SELECTED EXCERPT
....

The following paragraphs of the statement of defence are relevant to the issue:-
“2. The Defendant denies paragraphs 4, 5, 6, 7, 8, 9, 11, 12, 13, 14, 15, 16, and 17 of the Statement of claim.
“3. The defendant is not in position to admit or deny paragraphs 3 and 10 but puts the Plaintiff to the strictest proof thereof.
“4. With further reference to paragraph 4 of the Plaintiffs statement of Claim the Defendant avers that if ever, plaintiff was a tenant of the Ojora Chieftaincy Family the alleged relationship of Landlord and Tenant was determined by the said family who in fact evicted the Plaintiff from possession.
“5. With further reference to paragraph 9 of the Statement of Claim the defendant avers that when the Ojora Chieftaincy Family let the land to him on the 18th day of August, 1974 there was no structure whatsoever on the land. It was a vacant land.
“6. The defendant avers that the land in dispute was let to him by the Owners thereof in August, 1974 and will rely and tender at the trial of this Suit rent receipts and other relevant documents relating to the land issued by the Ojora Chieftaincy Family in favour of the Defendant.
“7. The defendant avers that the said Ojora Chieftaincy Family put him in vacant and effective possession of the said land.
“8. The Plaintiff has no right, possessory title or interest in the said plot of land and that he cannot in law maintain an action in trespass against the Defendant.
“9. WHEREUPON THE defendant denies that the plaintiff is entitled to his claim and that the claim be dismissed.” (Italics mine).
The statement of defence did not specifically or by necessary implication say that, the plot of land granted to the Plaintiff in 1963 was different from that granted to him and in dispute in this case. It was therefore not an issue for trial by the trial judge.
See Jacob Ibanga & Ors. v. Chief Edet Usanga (1982) 5 S.C. 103 pp. 124-125 Yakassai v. Incar Motor (Nig). Ltd. (1975) 1 All N.L.R. (p.8.1) 287 is authority for the proposition that it is wrong for the Judge to base his decision on an issue which was never raised in the pleadings. Throughout, the Statement of Defence spoke of the land in dispute referred to in the Statement of Claim. The defence was that the relationship between the plaintiff and the defendant had been determined by the Ojora Chieftaincy and the plaintiff had been lawfully ejected from the said plot previously granted to him in 1963, and that the said landlord had lawfully regained possession before he, the defendant, was put in possession of the said plot at Ezeagwu Street in dispute.
In this connection, I recall the words of Idigbe, J.S.C. in Lewis & Peat (N.I.R.) Ltd. v. Akhinmien (1976) 1 All N.L. R. 460 where he stated the law as follows at p. 465 from line 23:
“In order to raise an issue of fact in these circumstances there must be a proper traverse; and a traverse must be made either by a denial or non-admission either expressly or by necessary implication.

....

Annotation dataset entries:
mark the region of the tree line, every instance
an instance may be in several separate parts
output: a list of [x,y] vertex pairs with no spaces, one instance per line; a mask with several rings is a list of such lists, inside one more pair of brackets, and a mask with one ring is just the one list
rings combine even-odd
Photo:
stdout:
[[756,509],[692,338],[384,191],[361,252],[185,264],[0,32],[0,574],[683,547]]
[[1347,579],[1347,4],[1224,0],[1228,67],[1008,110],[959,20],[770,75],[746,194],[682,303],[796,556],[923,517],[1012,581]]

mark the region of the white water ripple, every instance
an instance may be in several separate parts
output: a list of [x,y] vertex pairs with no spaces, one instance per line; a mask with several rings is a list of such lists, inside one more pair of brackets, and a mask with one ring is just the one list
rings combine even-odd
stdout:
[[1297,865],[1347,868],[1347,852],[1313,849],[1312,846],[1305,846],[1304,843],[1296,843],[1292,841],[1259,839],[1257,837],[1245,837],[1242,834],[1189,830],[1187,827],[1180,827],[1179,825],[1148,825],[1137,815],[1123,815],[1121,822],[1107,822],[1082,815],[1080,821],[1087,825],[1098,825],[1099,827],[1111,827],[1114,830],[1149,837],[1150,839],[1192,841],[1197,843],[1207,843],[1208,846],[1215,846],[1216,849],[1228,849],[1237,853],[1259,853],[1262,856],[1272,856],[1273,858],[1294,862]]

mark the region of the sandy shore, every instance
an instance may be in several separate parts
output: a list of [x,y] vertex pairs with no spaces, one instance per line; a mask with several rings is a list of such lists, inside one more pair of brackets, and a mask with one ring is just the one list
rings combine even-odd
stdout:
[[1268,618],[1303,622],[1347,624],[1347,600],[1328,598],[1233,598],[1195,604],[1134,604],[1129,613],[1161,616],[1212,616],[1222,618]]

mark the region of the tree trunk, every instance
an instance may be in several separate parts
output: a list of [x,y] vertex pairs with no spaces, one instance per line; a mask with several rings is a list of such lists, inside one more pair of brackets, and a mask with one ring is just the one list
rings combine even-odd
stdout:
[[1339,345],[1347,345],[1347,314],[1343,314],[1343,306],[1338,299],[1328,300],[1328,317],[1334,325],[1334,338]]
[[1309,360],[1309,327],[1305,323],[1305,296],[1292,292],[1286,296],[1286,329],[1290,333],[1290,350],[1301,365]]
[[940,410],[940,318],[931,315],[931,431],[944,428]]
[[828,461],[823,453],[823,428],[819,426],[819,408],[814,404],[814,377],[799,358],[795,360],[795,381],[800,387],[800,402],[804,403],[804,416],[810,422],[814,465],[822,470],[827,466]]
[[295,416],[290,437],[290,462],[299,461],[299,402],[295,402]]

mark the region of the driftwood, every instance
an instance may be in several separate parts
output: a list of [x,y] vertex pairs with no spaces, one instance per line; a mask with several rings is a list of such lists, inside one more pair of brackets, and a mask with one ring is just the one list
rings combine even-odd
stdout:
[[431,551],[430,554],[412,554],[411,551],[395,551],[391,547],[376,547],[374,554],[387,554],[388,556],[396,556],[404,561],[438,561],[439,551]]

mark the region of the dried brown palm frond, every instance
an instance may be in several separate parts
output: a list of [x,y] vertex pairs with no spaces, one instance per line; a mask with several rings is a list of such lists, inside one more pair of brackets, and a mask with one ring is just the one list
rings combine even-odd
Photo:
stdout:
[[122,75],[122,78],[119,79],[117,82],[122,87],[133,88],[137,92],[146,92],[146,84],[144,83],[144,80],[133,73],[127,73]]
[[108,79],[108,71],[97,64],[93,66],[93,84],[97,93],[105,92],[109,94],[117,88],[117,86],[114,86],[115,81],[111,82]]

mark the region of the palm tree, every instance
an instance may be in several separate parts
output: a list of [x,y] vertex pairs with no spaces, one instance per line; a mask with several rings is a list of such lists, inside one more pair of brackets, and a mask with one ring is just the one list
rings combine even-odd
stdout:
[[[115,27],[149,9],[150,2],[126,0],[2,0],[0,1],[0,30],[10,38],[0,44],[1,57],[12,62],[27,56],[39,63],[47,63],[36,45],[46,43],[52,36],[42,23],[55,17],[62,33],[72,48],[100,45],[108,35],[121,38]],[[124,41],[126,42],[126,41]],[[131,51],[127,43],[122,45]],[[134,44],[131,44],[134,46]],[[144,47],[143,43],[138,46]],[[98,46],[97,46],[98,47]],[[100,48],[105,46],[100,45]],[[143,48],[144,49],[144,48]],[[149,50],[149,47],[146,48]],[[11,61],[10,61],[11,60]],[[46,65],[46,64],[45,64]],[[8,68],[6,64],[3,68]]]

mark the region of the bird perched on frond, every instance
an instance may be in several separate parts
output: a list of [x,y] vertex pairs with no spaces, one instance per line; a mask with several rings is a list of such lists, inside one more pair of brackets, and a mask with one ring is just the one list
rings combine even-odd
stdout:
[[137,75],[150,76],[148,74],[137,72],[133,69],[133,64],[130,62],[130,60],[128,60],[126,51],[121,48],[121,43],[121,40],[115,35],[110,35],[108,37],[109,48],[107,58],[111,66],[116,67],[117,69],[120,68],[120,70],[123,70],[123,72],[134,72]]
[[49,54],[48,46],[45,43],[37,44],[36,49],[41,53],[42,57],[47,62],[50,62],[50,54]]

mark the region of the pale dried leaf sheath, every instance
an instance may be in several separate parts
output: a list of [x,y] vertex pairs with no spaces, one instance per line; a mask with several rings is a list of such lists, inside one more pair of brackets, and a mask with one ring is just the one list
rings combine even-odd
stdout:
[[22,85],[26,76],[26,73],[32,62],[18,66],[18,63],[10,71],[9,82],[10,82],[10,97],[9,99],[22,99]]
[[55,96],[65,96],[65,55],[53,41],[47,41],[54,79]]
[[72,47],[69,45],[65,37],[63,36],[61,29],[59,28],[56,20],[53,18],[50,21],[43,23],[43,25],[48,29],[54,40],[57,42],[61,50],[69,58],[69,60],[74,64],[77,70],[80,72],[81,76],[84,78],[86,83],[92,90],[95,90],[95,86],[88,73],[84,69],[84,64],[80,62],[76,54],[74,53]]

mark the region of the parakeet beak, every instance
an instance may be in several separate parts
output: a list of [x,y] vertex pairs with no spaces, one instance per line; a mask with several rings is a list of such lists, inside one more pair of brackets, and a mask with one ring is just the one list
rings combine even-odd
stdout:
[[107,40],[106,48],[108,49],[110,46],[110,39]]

....

EXERCISE REQUIREMENTS
- 1) Name every court case that the judgment excerpt cites.
- 2) Reproduce the stretch of the judgment excerpt from "In this connection, I" through "by necessary implication.", word for word.
These rows have no connection to the judgment excerpt.

TASK-BY-TASK ANSWERS
- 1)
Jacob Ibanga & Ors. v. Chief Edet Usanga
Yakassai v. Incar Motor (Nig). Ltd.
Lewis & Peat (N.I.R.) Ltd. v. Akhinmien

- 2)
In this connection, I recall the words of Idigbe, J.S.C. in Lewis & Peat (N.I.R.) Ltd. v. Akhinmien (1976) 1 All N.L. R. 460 where he stated the law as follows at p. 465 from line 23:
“In order to raise an issue of fact in these circumstances there must be a proper traverse; and a traverse must be made either by a denial or non-admission either expressly or by necessary implication.